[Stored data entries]
────────

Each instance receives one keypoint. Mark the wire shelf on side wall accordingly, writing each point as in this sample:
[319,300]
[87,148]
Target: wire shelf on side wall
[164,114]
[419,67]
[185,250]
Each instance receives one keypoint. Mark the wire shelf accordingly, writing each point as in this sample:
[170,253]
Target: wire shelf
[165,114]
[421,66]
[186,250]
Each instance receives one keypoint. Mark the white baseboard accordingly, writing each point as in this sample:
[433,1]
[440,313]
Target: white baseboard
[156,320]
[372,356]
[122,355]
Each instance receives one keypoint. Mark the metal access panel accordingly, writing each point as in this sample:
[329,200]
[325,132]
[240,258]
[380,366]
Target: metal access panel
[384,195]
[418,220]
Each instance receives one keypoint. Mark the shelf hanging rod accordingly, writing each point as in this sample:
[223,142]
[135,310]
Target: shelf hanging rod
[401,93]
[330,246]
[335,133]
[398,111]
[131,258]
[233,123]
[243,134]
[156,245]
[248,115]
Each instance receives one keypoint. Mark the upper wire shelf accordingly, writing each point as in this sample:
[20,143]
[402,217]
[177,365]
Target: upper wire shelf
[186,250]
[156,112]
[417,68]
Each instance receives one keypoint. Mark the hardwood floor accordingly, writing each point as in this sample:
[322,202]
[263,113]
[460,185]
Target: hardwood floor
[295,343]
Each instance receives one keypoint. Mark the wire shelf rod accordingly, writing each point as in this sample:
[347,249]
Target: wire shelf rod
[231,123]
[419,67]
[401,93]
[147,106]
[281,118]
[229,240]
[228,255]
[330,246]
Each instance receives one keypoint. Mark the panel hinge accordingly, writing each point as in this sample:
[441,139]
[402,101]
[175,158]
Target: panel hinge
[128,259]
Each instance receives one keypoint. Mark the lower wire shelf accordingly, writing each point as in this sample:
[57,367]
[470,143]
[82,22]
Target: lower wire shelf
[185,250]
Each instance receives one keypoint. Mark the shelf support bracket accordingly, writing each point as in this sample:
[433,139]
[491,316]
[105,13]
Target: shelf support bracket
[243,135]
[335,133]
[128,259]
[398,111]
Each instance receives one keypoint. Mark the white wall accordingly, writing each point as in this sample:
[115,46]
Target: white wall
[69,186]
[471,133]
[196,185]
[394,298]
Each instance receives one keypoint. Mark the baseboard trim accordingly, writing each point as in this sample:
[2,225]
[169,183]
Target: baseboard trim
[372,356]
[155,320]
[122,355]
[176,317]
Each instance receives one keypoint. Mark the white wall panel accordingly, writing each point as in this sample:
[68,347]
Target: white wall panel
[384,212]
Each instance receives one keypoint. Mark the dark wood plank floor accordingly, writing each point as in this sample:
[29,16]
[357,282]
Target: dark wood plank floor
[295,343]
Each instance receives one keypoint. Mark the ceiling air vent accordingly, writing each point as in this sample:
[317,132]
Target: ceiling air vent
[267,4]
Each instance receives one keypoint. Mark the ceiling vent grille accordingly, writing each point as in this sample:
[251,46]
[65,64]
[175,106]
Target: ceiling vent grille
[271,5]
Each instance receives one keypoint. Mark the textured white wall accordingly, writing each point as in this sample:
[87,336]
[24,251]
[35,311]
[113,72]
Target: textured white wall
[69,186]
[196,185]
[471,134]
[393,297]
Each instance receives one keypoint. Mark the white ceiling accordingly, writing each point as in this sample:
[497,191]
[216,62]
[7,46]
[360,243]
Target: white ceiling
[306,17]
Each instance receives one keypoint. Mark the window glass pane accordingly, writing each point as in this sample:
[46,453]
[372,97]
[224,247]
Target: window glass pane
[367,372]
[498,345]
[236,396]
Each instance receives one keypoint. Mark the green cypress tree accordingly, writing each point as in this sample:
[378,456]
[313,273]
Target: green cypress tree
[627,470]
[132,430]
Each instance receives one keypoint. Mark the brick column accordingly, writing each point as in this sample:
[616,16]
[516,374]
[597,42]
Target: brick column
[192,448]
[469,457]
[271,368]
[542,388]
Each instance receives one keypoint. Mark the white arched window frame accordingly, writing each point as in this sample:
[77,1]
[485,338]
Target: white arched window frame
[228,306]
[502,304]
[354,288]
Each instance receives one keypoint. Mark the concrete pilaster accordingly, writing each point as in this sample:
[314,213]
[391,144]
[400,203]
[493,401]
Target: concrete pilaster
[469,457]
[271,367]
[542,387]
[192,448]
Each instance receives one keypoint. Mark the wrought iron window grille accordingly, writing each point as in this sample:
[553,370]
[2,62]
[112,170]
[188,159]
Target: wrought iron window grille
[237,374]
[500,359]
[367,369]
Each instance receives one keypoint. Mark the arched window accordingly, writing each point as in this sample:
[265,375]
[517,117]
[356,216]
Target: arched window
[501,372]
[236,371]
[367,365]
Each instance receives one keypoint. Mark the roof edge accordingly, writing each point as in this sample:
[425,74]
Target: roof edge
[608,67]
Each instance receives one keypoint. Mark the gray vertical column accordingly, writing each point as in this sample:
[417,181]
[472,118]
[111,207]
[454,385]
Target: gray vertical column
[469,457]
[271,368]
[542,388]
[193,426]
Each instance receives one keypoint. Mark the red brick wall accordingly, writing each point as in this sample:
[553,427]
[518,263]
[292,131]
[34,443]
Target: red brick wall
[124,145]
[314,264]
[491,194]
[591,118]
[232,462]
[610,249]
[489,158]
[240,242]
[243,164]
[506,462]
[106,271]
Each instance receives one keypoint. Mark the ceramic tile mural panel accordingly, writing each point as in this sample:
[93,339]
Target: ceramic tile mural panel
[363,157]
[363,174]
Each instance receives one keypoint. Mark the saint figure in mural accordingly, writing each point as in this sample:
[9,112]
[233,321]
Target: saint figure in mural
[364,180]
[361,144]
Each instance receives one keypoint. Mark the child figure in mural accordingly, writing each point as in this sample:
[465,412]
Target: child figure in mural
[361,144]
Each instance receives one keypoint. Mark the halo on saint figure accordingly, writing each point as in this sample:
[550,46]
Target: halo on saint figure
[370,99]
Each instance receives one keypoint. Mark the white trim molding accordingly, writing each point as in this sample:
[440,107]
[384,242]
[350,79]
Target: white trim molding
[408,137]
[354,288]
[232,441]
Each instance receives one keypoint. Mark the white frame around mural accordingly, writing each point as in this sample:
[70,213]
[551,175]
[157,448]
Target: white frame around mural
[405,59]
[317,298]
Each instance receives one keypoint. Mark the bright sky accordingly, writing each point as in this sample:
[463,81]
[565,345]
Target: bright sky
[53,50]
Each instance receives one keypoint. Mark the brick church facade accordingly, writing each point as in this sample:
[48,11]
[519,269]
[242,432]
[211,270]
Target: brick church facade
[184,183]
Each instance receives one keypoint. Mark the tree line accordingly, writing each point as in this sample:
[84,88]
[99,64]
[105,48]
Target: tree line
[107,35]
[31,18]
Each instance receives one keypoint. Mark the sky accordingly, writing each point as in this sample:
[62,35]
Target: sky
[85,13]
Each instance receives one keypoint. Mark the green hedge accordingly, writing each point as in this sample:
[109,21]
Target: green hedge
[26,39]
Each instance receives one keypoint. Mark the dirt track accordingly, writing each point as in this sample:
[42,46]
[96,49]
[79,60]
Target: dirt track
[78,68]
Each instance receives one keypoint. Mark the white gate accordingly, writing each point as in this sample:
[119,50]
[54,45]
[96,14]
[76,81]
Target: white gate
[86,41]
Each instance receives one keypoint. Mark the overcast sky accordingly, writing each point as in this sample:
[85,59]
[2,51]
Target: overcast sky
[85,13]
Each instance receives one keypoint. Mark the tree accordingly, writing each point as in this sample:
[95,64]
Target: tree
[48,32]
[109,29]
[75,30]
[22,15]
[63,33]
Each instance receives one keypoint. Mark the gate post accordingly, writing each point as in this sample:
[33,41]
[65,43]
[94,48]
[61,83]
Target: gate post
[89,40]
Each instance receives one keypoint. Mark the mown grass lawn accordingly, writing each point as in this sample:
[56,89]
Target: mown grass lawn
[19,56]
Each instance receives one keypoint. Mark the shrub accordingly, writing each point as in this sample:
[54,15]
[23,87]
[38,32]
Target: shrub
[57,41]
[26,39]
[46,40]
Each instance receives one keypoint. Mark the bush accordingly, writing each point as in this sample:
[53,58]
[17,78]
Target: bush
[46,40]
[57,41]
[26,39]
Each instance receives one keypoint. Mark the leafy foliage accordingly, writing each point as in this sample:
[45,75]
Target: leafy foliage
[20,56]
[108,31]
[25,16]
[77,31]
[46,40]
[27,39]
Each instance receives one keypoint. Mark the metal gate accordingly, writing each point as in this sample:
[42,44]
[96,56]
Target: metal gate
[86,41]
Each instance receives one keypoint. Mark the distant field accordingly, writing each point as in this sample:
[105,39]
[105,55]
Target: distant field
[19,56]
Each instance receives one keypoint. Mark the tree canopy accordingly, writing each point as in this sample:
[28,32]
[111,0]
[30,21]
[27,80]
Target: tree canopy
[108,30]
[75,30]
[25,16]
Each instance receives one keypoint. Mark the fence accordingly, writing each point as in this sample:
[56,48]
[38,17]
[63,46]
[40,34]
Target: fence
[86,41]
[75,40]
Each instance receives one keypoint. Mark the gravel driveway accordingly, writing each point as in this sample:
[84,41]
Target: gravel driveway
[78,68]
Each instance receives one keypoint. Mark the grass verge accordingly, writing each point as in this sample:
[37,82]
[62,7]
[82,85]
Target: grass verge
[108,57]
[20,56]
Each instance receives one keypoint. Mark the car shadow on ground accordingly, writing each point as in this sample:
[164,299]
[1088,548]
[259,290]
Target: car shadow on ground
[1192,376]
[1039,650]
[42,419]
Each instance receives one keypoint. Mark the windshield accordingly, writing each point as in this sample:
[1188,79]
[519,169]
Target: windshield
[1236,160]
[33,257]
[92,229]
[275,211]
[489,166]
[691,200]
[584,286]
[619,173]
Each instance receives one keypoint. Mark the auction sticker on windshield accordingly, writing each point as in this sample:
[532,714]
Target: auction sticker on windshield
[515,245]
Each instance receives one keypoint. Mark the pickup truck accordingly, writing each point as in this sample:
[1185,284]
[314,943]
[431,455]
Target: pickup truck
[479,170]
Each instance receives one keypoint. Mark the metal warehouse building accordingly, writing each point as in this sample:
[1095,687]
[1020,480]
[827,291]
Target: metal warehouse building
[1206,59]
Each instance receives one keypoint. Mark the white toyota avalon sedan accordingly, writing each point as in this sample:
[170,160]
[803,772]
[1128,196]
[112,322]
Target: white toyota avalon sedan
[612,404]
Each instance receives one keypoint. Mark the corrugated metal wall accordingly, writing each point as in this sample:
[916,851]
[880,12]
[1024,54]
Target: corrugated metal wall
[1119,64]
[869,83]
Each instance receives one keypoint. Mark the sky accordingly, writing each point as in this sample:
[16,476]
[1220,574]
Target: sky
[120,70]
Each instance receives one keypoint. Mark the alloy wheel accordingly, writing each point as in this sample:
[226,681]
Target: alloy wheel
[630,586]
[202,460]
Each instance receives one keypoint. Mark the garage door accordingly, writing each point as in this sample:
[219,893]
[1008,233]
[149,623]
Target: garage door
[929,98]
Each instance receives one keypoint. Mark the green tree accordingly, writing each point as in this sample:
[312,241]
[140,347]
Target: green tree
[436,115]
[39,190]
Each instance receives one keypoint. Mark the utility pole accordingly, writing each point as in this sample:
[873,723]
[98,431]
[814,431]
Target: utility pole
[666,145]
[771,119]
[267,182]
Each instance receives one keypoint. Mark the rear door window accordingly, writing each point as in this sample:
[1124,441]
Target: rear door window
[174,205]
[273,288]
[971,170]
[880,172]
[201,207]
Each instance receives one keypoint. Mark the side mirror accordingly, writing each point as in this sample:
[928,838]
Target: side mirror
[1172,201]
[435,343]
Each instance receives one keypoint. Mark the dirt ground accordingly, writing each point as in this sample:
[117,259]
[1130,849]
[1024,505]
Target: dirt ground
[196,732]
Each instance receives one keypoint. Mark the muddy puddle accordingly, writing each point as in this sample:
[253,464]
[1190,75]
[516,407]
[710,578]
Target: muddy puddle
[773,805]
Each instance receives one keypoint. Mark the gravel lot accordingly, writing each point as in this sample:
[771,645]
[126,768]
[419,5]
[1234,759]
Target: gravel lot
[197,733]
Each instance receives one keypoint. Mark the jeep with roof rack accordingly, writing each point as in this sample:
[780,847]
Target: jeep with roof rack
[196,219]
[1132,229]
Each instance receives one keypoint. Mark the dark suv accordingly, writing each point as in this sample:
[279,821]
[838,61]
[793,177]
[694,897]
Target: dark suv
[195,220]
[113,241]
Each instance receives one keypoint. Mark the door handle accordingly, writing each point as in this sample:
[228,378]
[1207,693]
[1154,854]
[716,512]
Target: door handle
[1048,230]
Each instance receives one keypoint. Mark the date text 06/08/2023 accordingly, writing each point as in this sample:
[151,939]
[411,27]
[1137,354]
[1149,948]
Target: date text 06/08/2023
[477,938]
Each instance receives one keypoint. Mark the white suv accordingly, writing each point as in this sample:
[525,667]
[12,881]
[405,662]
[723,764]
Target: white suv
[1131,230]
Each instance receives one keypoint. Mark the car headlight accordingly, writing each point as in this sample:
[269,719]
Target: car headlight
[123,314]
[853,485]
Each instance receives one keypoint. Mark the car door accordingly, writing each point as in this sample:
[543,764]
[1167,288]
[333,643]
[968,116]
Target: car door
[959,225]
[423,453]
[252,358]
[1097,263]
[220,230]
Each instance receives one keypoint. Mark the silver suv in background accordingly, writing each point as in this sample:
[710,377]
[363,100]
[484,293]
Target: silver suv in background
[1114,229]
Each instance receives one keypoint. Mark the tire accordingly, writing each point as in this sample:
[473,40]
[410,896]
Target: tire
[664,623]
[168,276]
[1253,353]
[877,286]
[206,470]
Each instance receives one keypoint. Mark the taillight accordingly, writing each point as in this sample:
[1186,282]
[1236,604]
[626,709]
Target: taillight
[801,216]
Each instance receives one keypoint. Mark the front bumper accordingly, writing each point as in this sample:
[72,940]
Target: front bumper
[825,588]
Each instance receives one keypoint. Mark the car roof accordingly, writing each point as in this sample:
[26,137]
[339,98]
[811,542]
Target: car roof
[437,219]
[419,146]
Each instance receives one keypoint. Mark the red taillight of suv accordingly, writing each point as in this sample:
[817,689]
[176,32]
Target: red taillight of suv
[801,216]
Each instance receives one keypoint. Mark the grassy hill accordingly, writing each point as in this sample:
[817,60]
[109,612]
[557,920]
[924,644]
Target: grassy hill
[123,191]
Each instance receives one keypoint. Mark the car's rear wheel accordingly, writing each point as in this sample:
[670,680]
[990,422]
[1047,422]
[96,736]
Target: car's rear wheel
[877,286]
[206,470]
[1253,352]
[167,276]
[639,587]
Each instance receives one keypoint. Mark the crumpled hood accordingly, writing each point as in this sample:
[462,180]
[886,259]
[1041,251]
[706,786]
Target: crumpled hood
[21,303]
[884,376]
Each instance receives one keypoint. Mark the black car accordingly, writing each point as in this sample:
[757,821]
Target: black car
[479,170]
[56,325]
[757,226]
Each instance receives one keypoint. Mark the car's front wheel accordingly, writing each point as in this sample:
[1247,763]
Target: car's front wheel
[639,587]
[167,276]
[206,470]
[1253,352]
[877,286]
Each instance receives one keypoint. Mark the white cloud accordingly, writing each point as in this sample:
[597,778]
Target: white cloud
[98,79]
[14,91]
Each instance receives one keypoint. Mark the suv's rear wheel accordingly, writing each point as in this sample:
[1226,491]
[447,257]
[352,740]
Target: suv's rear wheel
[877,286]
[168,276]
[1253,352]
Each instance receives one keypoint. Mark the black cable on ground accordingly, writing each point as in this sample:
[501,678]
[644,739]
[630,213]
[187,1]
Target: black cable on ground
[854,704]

────────

#### [Written exercise]
Reproduce the lines from the one containing "Each instance receives one keypoint. Mark the suv's" through the end of the records, swapping "rear wheel" for "back wheel" and keeping everything else intact.

#### [Reply to the exercise]
Each instance receives one keypoint. Mark the suv's back wheel accordingly, writing each point as in this sample:
[1226,491]
[447,257]
[352,740]
Target: suv's back wheel
[877,286]
[168,276]
[1253,352]
Each instance receives one keypoint. Mark the black cable on ground accordingly, writing each point as in this sample:
[501,678]
[644,739]
[630,213]
[187,1]
Target: black cable on ground
[854,704]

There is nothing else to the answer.